> **Tarefa a executar**
Verta para o inglês esta frase do trecho para leitura: "O louco, historicamente, foi colocado à margem da sociedade, por não se vincular à ideia de um padrão normativo de ser, agir e pensar, como aquele a quem não compete o uso da razão."

50876 - RELATO DE EXPERIÊNCIA SOBRE SALAS DE ESPERA EM UM CAPS DE FORTALEZA: DEBATE SOBRE LUTA ANTIMANICOMIAL E O CUIDADO EM LIBERDADE TALISON AMARAL DA COSTA - UFC, VINICIUS NOGUEIRA LOPES - UFC, LEVI DE FREITAS COSTA ARAUJO - UFC, SUZETTE DE OLIVEIRA SIQUEIRA TELLES ALVES - CAPS, MARIANA TAVARES CAVALCANTI LIBERATO - UFC
Contextualização O louco, historicamente, foi colocado à margem da sociedade, por não se vincular à ideia de um padrão normativo de ser, agir e pensar, como aquele a quem não compete o uso da razão. Dentro dos hospitais, o saber médico apoiava-se nessa ideia para propor a institucionalização como o modelo de terapêutica mais adequada e eficaz para esses indivíduos, em nome de um suposto restabelecimento da ordem moral (Amarante, 2007). A concepção de cuidado, assim, partia da ideia do isolamento, dentro do paradigma asilar, o oposto do que se pensou a partir da criação do SUS (Sistema Único de Saúde), da Reforma Psiquiátrica e da RAPS (Rede de Atenção Psicossocial), que pontuam um cuidado em liberdade. Nesse sentido, começam a se formar as bases de uma lógica antimanicomial, a partir de uma ideia humanizada, integrada e territorializada de pensar o sujeito em sofrimento psíquico, extrapolando os limites do paradigma asilar e biomédico e propondo outras possibilidades de cuidado. Este trabalho compreende-se como um relato de experiência das atividades realizadas em salas de espera com usuários e acompanhantes de um Centro de Atenção Psicossocial Geral, da cidade de Fortaleza, em alusão ao Dia Nacional da Luta Antimanicomial, 18 de Maio, junto ao Programa de Extensão de Promoção de Arte, Saúde e Garantia de Direitos Humanos- PASÁRGADA, vinculado a Universidade Federal do Ceará (UFC).

> **Dados fornecidos**

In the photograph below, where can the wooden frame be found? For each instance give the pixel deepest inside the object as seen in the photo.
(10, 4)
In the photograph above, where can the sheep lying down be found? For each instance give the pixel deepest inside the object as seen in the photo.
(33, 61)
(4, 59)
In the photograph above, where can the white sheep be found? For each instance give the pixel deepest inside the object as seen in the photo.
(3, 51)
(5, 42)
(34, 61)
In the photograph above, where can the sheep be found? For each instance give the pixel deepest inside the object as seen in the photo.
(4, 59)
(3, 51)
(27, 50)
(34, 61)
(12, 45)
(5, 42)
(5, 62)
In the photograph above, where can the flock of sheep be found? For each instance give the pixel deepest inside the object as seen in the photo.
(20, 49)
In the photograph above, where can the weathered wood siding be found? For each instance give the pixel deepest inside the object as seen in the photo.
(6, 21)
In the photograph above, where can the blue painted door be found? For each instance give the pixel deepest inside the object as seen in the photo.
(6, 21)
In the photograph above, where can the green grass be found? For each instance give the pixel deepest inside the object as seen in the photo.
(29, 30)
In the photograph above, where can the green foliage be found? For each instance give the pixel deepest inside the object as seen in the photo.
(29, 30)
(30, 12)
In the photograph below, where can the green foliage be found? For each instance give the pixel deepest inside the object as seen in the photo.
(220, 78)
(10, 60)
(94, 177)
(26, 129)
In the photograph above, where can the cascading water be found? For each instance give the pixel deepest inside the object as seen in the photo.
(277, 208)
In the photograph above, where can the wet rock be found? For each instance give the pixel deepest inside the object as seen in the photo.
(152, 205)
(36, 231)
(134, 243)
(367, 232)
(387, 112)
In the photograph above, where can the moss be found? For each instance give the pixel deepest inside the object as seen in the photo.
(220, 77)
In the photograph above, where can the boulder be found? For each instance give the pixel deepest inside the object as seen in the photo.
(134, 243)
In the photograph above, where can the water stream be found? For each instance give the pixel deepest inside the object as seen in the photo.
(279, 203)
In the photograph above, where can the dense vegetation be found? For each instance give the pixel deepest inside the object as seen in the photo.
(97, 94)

> **Resposta esperada**
Historically, the madman has been placed on the margins of society for not conforming to the idea of a normative standard of being, acting, and thinking, as one to whom the use of reason does not pertain.